Text under study:
Bitplane
- Company type: Public
- Founded: 1992
- Headquarters: Belfast, United Kingdom
- Products: Imaris: Software for 3D and 4D Imaging
- Parent: Andor Technology
- Website: www.bitplane.com

= Bitplane =

Bitplane is a provider of software for 3D and 4D image analysis for the life sciences. Founded in December 1992, Bitplane operates out of three offices in Zürich, Switzerland, Belfast, United Kingdom, and South Windsor, Connecticut, United States.

== Company history ==
As confocal microscopes were first becoming commercially available, the founders of Bitplane, Marius Messerli, Karl-Hermann Fuchs, and Jürgen Holm, realised that there was no suitable way to visualize and analyze the images provided by this more modern equipment. While pursuing their research at the Institute for cell Biology at the ETH in Zurich the first productive version of Bitplane's core product, Imaris, was developed. A small community of users developed among the scientific collaborators of the founders and the company Bitplane was created.

The name Imaris derives from three words: "image" analysis, the primary function of the software, "Marius" the name of the innovator and Bitplane co-founder, and finally, the "Personal Iris", the name of the hardware that initially enabled interactive 3D imaging.

When Imaris was introduced to the market in 1993 it ran only on Silicon Graphics (SGI) workstations as at the time only these were capable to perform 3D volume rendering at a speed worthy of being deemed "interactive". With the appearance of OpenGL capable graphics boards in personal computers the company decided to port its software to Windows and Macintosh and released a first version for the personal computer in 2001.

By the end of 1994, the software had sold in 30 labs in central Europe. In 1998, the product was introduced to the US market.

From 1994 to 1997, in co-operation with the Maurice E. Muller foundation in Bern, Switzerland, Bitplane launched a second line of software products for the documentation and management of medical information for orthopedic surgeons. In 1997, this part of Bitplane's activity was made independent. Headed by Dr. Holm, this software line operates under the name of Qualidoc AG, Switzerland, and is a vendor of hospital information management systems.

Bitplane was acquired by Andor Technology in December 2009.

== Market history ==
Bitplane raised venture capital in 2000 to accelerate its growth. After an investment with Endeavour (), Bitplane started to grow its presence in North America and built a new technology foundation for the software.

After having weathered a slowing in demand caused by the burst of the internet bubble in 2001, Bitplane steadily grew in sales, market share, and profitability.

The development of Imaris is tightly linked to the development of the confocal microscope. The first publication of a confocal microscope appeared in 1957 when Marvin Minsky patented his microscope (Minsky 1957). The instrument did not find much attention in the scientific community at the time due to the lack of light collection efficiency. It was only at the end of the 1970s, with the generation of scanning confocal microscopes, that the technique became useful for biological studies (Brakenhoff, 1979 and Choudhury 1977).

In order to explore the 3D capabilities of the confocal microscope, the instrument still had to be combined with high-end graphics computers. The first combination of a confocal microscope with specialized computer hardware that enabled digital image processing was presented by Van der Voort et al. (1985). In the late 1980s, Biorad introduced the first commercial laser scanning confocal microscope to the market, followed by Carl Zeiss and Leica soon after. All of these instruments delivered quality 3D images, however, there was no software to properly visualize and analyze the content. The development of Imaris started in 1989, to fulfill the needs of biologists to take full advantage of these high-quality images.

== Products ==

=== Imaris ===
Imaris is Bitplane's core product which provides functionality for the visualization, segmentation and interpretation of 3D and 4D microscopy datasets. Imaris allows visualization of original and derived data objects in a real time interactive manner so one can quickly make visual assessments of one's experiments in 3D and 4D to discover relationships that are otherwise hidden. With a large variety of segmentation options, Imaris provides the user with tools to segment large datasets to identify, separate, and visualize individual objects.

Work to complete:
1 - From the Bitplane article, write out everything from "The name Imaris" down to "computer in 2001." word for word.
2 - Answer these questions using the Bitplane article:
(a) In what year was Imaris first introduced to the market?
(b) Which company acquired Bitplane, and in what month and year?
(c) In 1998, which market was the product introduced to?

Extracted information:
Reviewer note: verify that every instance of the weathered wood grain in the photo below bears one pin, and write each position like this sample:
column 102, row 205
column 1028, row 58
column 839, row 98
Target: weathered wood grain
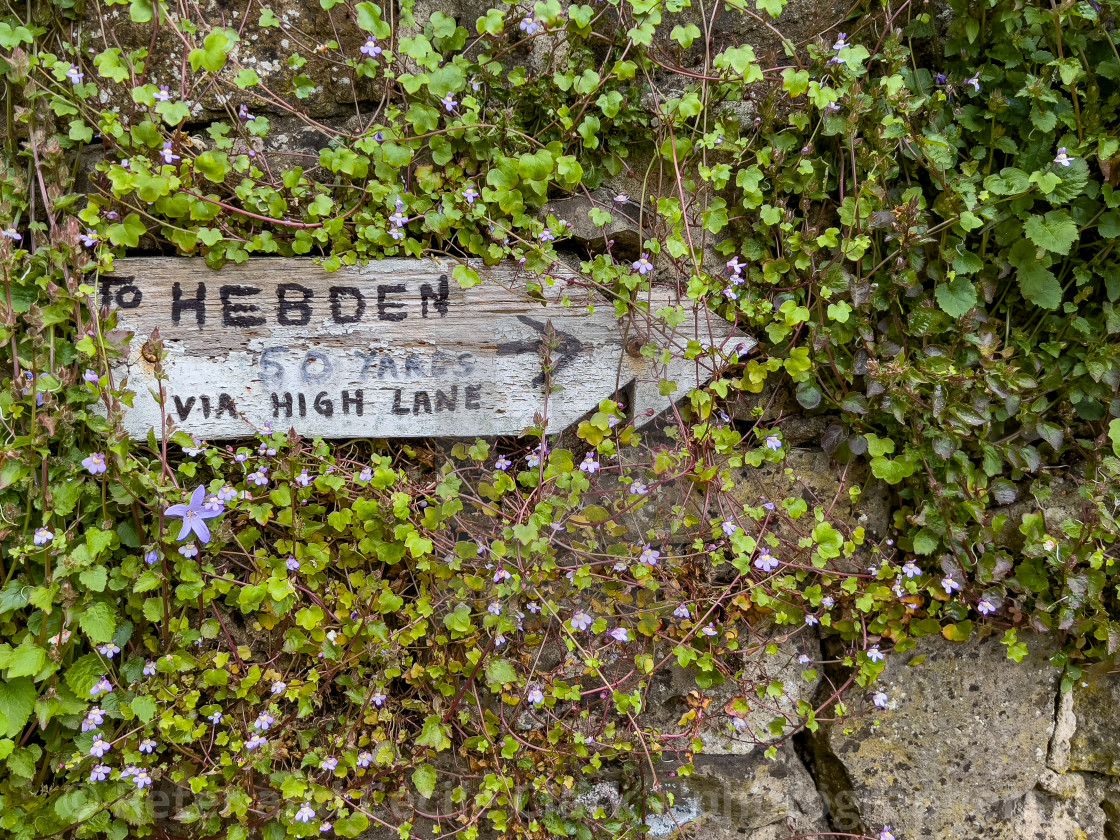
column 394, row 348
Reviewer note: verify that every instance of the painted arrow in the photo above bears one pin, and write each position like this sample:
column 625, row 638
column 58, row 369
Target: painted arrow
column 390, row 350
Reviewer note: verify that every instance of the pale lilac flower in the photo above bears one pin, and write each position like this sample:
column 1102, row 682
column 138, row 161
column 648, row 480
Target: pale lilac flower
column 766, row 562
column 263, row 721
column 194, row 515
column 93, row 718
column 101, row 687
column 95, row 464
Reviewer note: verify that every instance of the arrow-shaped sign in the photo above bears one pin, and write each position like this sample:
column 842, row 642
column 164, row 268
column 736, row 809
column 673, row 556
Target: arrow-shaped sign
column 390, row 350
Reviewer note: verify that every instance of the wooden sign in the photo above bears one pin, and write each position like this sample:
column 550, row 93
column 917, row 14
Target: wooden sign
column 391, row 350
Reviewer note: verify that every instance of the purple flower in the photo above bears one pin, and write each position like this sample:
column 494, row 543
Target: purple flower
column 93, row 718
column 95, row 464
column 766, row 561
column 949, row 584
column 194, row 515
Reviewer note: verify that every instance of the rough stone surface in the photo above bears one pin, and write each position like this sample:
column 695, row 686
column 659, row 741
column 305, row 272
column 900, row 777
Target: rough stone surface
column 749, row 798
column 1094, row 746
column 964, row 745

Answers below:
1 -
The name Imaris derives from three words: "image" analysis, the primary function of the software, "Marius" the name of the innovator and Bitplane co-founder, and finally, the "Personal Iris", the name of the hardware that initially enabled interactive 3D imaging.

When Imaris was introduced to the market in 1993 it ran only on Silicon Graphics (SGI) workstations as at the time only these were capable to perform 3D volume rendering at a speed worthy of being deemed "interactive". With the appearance of OpenGL capable graphics boards in personal computers the company decided to port its software to Windows and Macintosh and released a first version for the personal computer in 2001.

2 -
(a) 1993
(b) Andor Technology, in December 2009
(c) The US market